> **Cosa fare**
1 > Secondo il brano citato, da quale istituto arriva la notizia del primo robot per il condominio?
2 > Indica se ciascuna affermazione concorda con il brano citato, rispondendo sì o no e riportando tra virgolette le parole decisive: (a) il robot porta un cravattino giallo come uniforme; (b) il robot si sposta camminando su gambe; (c) il robot ha un vassoio per consegnare posta e pacchi.
┌─ Brano citato
Si torna a parlare di robot e la notizia arriva nientepopodimeno che dall’Italia. Precisamente da Pisa – da dove i cervelli non mancano e a volte non scappano – e nello specifico dalla più che rinomata Scuola Superiore S. Anna . Il comunicato parla chiaro: “È pronto il primo robot per il condominio, una sorta di portiere hi-tech, con tanto di cravattino giallo come uniforme, capace di sorvegliare il viavai del portone con i suoi occhi rotondi e vivaci, dotato di un comodo vassoio per consegnare ai condòmini posta, pacchi e magari anche la spesa, muovendosi sicuro sulle ruote”.
└─
┌─ Dati estratti
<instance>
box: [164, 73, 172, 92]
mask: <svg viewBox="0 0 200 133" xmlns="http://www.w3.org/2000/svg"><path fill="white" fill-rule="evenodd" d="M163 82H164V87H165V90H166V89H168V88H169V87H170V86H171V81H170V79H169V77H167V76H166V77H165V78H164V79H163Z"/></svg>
└─
┌─ Dati estratti
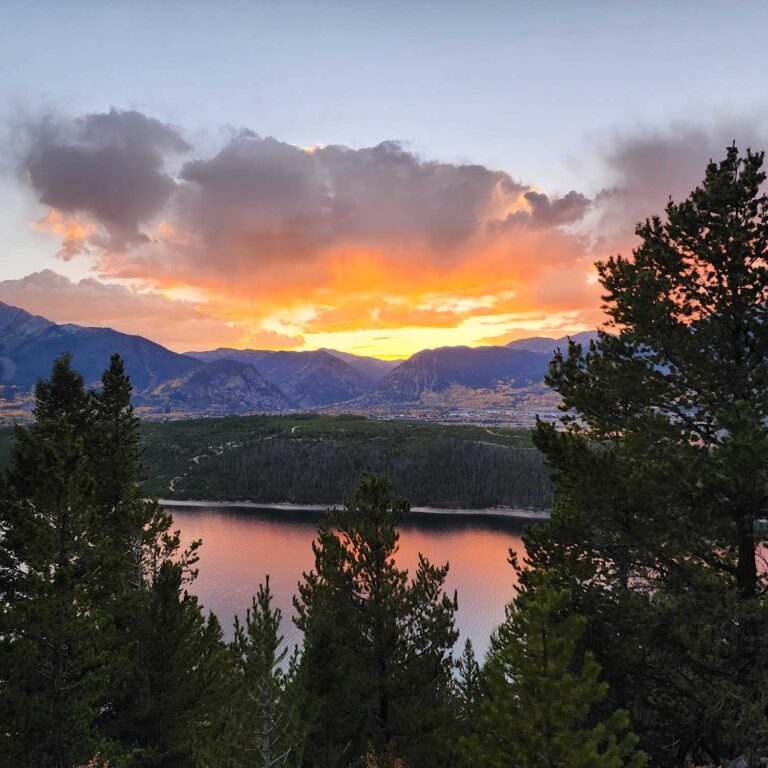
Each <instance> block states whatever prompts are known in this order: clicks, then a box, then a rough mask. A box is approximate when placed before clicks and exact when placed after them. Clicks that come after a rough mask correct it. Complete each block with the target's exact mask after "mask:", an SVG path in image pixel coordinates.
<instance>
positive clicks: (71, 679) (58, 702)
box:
└─
> **Soluzioni dell'esercizio**
1 > Dalla Scuola Superiore S. Anna di Pisa.

2 >
(a) Sì: «con tanto di cravattino giallo come uniforme».
(b) No: «muovendosi sicuro sulle ruote».
(c) Sì: «dotato di un comodo vassoio per consegnare ai condòmini posta, pacchi».